LISTED ENTRIES START

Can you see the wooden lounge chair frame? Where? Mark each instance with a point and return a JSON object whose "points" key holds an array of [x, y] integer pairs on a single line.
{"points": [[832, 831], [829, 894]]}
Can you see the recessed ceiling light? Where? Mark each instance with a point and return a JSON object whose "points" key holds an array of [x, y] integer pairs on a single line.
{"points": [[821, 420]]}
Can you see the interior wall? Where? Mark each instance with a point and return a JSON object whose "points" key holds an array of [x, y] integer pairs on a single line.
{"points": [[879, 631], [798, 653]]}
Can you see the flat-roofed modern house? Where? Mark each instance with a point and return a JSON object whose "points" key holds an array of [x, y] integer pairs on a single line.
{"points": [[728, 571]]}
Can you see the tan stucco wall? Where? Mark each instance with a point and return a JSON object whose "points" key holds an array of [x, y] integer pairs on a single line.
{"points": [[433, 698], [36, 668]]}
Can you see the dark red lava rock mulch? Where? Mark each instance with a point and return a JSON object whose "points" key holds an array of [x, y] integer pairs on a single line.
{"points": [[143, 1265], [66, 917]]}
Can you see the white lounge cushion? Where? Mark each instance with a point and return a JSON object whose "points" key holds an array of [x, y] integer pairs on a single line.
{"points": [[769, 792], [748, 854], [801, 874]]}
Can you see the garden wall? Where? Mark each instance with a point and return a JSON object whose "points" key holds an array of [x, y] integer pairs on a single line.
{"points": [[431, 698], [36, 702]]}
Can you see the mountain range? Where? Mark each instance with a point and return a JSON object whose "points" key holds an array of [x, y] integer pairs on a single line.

LISTED ENTRIES END
LISTED ENTRIES START

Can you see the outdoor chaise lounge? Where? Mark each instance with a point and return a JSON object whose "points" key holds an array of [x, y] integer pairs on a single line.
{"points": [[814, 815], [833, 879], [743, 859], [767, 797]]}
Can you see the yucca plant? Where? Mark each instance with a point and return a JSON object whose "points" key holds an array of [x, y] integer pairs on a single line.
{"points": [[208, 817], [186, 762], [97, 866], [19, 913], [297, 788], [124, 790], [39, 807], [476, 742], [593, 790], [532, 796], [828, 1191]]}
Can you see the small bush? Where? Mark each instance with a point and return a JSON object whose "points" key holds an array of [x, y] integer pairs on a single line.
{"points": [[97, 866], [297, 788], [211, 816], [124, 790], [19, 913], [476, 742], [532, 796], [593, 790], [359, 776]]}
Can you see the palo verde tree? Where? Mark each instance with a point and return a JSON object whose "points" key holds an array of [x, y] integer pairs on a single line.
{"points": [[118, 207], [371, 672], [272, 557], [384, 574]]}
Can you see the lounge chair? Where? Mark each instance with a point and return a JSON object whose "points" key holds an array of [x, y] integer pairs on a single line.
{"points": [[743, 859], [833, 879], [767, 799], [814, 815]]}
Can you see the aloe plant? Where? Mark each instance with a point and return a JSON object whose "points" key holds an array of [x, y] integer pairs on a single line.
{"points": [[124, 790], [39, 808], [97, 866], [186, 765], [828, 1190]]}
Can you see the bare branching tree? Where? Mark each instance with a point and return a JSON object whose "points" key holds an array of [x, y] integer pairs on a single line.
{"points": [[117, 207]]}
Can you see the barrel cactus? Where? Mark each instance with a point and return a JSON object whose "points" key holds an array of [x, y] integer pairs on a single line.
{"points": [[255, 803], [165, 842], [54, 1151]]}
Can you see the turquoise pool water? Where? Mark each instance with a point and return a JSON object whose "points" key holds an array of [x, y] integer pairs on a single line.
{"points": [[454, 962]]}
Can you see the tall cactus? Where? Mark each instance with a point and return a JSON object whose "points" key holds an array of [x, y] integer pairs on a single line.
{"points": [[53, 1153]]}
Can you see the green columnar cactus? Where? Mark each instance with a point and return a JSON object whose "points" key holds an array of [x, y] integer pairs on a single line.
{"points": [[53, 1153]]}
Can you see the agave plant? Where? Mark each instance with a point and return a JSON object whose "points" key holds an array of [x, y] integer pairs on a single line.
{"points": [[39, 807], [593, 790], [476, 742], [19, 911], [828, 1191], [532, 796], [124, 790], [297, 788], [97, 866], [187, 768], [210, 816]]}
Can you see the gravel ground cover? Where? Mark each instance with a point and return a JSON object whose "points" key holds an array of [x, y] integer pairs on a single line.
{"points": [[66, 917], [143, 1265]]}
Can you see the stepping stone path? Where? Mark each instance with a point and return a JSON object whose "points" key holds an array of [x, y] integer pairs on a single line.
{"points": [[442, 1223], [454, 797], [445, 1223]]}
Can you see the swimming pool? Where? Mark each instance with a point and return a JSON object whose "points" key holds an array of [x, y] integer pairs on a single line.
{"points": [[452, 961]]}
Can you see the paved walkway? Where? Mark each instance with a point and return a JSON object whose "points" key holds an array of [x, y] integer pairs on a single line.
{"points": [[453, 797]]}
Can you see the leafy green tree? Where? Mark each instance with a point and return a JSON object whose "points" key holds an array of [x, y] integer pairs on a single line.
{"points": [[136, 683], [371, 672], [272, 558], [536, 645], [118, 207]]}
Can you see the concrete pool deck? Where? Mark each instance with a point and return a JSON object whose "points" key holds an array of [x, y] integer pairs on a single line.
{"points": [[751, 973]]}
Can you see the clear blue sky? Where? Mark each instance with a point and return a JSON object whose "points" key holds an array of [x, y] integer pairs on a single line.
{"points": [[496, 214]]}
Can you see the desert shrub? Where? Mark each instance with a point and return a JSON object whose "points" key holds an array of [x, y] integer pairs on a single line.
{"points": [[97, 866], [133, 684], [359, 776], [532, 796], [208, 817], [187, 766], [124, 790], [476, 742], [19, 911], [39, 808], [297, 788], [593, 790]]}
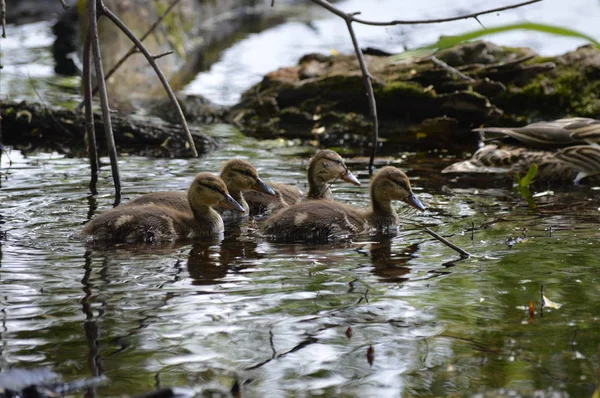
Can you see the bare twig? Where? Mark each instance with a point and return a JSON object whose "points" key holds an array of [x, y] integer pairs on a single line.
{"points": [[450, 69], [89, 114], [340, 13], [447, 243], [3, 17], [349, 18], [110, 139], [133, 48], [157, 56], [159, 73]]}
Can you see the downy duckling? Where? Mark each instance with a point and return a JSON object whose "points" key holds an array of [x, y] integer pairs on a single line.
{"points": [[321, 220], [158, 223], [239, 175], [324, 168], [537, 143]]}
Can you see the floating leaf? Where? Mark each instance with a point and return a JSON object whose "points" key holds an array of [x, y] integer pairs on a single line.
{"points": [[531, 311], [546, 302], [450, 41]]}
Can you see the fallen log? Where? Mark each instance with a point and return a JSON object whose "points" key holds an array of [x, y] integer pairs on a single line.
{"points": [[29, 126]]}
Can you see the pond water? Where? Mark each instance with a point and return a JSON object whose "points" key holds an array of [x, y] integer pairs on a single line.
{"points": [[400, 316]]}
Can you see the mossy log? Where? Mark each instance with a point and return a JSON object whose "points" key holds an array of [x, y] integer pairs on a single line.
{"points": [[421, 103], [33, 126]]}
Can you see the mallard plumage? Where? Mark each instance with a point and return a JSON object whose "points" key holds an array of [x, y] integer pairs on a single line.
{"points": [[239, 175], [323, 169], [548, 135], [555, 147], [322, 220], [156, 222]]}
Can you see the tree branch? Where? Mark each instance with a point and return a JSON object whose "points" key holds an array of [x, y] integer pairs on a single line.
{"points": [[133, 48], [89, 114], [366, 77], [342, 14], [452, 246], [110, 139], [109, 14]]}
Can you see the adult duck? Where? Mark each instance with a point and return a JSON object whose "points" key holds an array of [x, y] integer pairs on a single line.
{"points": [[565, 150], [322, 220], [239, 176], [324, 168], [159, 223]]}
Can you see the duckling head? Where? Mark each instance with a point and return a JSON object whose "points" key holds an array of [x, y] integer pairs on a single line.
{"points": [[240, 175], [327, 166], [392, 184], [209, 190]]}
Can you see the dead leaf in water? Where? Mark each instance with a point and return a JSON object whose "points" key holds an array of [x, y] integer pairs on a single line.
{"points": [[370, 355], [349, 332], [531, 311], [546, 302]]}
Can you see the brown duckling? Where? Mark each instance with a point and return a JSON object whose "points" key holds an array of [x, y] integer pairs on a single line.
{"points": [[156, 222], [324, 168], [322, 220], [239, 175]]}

LISTED ENTRIES END
LISTED ENTRIES START

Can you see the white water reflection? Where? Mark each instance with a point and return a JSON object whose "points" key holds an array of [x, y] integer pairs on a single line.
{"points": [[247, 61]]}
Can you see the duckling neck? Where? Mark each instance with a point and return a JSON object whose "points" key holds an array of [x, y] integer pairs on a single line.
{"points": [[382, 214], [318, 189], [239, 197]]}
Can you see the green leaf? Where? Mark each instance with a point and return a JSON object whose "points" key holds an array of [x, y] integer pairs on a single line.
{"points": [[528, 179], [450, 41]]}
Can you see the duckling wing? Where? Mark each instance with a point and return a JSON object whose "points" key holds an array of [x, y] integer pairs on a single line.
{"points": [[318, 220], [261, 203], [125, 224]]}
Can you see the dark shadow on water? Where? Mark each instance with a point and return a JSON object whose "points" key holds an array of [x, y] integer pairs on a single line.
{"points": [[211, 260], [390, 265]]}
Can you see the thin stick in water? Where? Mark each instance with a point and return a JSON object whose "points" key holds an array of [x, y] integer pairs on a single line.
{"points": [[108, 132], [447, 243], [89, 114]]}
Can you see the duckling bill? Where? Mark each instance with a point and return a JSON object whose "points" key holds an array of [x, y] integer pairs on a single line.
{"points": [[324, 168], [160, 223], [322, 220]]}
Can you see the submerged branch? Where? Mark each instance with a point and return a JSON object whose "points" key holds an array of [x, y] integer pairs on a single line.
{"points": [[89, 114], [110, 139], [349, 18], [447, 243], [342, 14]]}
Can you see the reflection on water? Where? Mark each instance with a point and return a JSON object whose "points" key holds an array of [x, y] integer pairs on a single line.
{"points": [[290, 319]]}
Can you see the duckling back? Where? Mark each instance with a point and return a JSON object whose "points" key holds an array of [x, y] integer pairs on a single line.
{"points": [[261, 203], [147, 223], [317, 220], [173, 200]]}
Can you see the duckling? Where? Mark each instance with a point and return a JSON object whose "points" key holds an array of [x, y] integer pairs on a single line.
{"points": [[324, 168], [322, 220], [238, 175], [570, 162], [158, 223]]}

LISTED ENTRIES END

Only the lines above from the line with "Can you see the garden" to the line with "Can you see the mountain", those two lines included, should be reproduced exactly.

Can you see the garden wall? Where? Mark each instance with a point and return a JSON object whose "points" key holds an array of [x, y] integer pairs on a single line.
{"points": [[431, 698], [36, 702]]}
Can you see the mountain range? Where? Mark each instance with a point and return a JSON object whose "points" key holds an array of [x, y] integer pairs on a single line.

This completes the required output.